Task requirements
Your task is to find every line of the data that holds the string "front" and copy it.

Study material
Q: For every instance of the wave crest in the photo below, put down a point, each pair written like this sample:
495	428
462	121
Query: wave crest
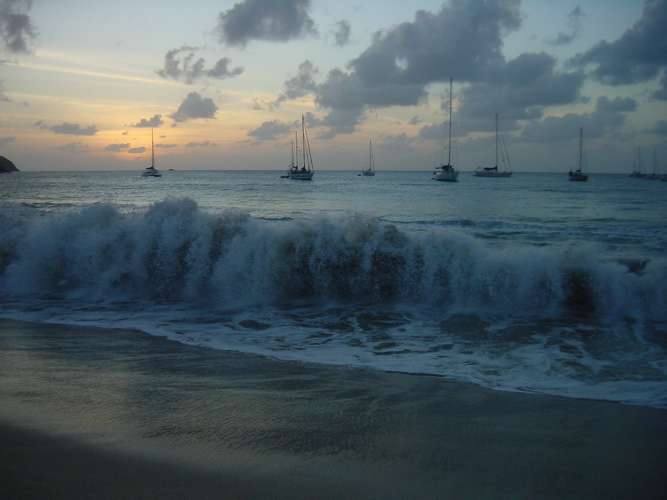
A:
175	251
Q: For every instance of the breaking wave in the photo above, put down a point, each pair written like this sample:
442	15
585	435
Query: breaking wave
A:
174	251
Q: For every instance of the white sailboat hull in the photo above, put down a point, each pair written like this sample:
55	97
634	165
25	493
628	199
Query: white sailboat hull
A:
300	176
446	175
493	173
151	172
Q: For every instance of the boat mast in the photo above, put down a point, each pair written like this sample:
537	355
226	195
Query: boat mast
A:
303	139
496	140
449	149
581	146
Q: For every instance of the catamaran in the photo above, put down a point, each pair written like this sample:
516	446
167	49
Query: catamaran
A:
305	171
578	175
493	171
151	171
370	171
447	173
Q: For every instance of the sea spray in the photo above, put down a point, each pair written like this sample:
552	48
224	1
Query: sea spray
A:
174	251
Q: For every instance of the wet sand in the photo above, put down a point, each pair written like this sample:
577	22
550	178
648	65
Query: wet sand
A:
86	413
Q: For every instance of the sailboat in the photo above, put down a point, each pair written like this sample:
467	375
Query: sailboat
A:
447	173
578	175
370	171
655	176
151	171
493	171
637	170
305	171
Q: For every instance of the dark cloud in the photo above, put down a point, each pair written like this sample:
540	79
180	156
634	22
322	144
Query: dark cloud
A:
3	96
270	20
195	106
154	122
619	104
71	129
638	55
609	115
182	64
270	130
16	28
661	93
660	128
342	33
573	28
203	144
116	148
303	83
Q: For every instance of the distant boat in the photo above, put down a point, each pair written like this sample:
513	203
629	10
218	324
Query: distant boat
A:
637	168
493	171
447	173
578	175
151	171
305	171
370	171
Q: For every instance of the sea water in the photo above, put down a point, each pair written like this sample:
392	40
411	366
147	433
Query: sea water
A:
528	283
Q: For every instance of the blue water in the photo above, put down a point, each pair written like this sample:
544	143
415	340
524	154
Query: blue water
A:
531	283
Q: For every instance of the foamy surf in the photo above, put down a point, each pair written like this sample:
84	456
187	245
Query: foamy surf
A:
353	291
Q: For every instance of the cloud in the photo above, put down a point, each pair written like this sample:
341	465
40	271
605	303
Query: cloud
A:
154	122
116	148
401	62
67	128
16	28
270	130
617	105
638	55
660	128
609	115
269	20
342	33
74	148
573	28
203	144
3	96
398	141
303	83
519	91
195	106
180	64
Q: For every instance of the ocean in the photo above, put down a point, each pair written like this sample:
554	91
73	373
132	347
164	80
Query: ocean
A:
530	283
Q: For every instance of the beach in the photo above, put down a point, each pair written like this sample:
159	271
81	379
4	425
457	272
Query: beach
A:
88	412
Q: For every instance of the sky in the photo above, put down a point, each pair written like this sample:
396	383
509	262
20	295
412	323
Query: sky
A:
224	83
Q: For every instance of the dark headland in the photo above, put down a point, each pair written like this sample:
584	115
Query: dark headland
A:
92	413
6	166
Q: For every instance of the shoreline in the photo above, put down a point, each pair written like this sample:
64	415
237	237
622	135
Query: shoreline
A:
113	413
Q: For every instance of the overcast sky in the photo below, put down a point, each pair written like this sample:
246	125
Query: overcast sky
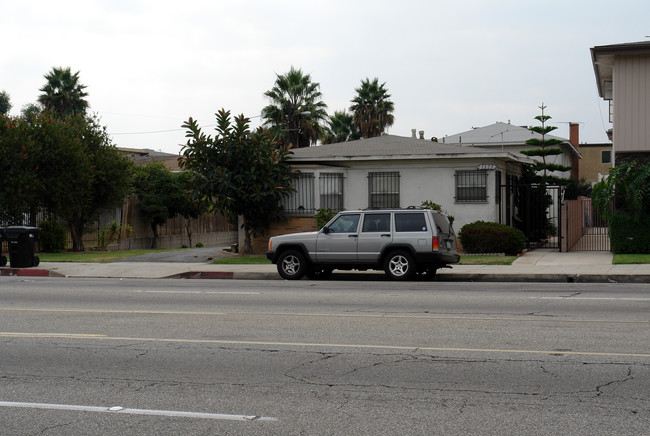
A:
449	65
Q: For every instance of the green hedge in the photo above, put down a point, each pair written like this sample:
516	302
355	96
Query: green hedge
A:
627	236
488	237
53	236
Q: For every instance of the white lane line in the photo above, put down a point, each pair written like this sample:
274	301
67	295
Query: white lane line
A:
593	298
123	410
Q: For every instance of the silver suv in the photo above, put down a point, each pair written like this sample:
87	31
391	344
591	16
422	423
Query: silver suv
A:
402	242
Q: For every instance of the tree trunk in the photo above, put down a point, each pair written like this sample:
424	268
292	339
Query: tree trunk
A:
188	229
248	244
76	232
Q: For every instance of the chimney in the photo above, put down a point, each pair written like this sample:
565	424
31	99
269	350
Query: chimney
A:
574	139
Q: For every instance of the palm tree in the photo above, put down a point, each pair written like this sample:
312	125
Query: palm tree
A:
5	103
340	129
63	93
372	109
295	111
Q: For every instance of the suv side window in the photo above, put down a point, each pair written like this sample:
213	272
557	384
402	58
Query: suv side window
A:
345	224
410	222
376	222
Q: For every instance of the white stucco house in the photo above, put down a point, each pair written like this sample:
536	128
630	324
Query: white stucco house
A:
395	171
508	137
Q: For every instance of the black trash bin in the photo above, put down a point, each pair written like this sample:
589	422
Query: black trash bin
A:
3	259
21	241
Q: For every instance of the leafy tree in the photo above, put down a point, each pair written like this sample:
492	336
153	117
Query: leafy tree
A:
82	174
295	113
64	166
626	188
159	193
5	103
19	166
545	149
340	128
372	109
63	93
243	173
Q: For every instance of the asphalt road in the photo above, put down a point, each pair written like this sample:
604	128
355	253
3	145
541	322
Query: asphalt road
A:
247	357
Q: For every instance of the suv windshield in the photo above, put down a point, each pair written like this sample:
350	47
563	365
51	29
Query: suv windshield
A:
345	224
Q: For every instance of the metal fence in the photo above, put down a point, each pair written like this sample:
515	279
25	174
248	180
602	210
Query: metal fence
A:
586	229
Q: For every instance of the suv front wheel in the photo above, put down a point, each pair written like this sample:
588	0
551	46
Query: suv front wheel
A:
399	265
292	265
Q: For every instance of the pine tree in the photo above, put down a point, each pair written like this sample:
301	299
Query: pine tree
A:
545	148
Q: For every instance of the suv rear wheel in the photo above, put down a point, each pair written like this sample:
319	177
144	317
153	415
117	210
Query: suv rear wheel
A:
292	265
399	265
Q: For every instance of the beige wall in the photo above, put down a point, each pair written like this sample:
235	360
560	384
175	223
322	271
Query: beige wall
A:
631	108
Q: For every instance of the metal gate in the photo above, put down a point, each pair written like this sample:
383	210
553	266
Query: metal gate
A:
586	229
536	210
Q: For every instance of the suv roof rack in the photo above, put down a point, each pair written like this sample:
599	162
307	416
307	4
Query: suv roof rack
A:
395	208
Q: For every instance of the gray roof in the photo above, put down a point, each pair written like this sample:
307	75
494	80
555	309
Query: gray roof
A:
499	133
496	134
390	147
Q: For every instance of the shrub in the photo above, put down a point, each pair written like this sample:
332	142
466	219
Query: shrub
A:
53	236
488	237
323	216
627	236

Written response
Q: For every instance of the suv front wheel in the photo above, put down a point, each pair written like this sample:
Query: suv front wheel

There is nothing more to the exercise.